Give back only the lines that start at the one containing "In[2]: # Find the litter" and end after the one containing "535,584 -> 553,622", swapping "litter bin" for "waste bin" and keeping everything else the same.

RECORDS SHOWN:
--
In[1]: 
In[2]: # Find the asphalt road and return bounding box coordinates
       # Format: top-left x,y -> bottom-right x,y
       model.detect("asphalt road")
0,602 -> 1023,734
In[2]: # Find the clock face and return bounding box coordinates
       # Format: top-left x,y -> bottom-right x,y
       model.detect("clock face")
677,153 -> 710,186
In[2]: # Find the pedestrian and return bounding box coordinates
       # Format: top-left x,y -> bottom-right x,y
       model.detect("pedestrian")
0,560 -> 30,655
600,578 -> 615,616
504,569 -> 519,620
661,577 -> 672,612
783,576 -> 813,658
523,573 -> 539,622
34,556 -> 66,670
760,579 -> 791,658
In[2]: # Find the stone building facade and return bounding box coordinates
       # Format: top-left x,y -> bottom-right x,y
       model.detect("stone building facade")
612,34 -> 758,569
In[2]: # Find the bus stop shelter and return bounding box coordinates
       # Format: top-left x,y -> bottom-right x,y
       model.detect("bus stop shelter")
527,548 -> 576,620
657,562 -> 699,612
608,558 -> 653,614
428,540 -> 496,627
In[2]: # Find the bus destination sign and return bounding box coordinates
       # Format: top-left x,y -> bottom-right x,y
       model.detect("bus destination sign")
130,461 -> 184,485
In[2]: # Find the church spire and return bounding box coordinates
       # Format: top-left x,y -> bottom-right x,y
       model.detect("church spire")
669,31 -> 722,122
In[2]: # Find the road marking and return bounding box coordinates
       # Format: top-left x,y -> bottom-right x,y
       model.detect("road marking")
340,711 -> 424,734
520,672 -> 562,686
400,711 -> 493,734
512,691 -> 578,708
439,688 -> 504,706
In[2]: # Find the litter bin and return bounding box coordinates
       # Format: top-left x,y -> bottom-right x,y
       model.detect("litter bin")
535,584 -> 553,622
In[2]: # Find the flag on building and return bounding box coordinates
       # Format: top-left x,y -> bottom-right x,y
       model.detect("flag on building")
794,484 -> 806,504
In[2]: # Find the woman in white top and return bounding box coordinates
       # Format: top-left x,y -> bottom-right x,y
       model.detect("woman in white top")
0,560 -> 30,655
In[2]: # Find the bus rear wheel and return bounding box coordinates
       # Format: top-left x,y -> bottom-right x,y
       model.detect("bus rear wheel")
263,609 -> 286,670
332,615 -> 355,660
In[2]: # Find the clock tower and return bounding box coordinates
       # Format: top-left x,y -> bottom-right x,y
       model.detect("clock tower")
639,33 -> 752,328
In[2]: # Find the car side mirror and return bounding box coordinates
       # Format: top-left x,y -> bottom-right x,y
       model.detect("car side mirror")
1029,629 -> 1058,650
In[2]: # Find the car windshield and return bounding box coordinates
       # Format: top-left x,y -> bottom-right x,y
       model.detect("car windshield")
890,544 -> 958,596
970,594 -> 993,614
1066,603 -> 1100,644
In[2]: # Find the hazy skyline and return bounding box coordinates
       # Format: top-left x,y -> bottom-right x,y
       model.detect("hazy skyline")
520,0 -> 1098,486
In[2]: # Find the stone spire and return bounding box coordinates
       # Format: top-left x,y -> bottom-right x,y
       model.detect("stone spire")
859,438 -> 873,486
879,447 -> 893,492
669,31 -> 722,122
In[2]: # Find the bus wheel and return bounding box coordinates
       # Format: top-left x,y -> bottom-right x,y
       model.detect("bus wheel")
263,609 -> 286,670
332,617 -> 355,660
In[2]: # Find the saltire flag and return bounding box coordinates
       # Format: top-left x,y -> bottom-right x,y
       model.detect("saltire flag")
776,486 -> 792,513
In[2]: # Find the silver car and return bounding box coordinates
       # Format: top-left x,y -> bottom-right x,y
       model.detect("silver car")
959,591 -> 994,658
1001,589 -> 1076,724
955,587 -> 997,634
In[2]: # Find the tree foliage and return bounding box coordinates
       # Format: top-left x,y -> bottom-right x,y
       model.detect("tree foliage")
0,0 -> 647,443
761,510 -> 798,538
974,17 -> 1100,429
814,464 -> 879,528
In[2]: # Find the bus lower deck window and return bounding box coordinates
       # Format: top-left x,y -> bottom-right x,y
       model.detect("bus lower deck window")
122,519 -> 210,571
--
RESULT:
In[2]: # Find the waste bin and return bounding box coordinates
       # Format: top-left x,y -> bottom-right x,y
       model.detect("waste bin")
535,584 -> 553,622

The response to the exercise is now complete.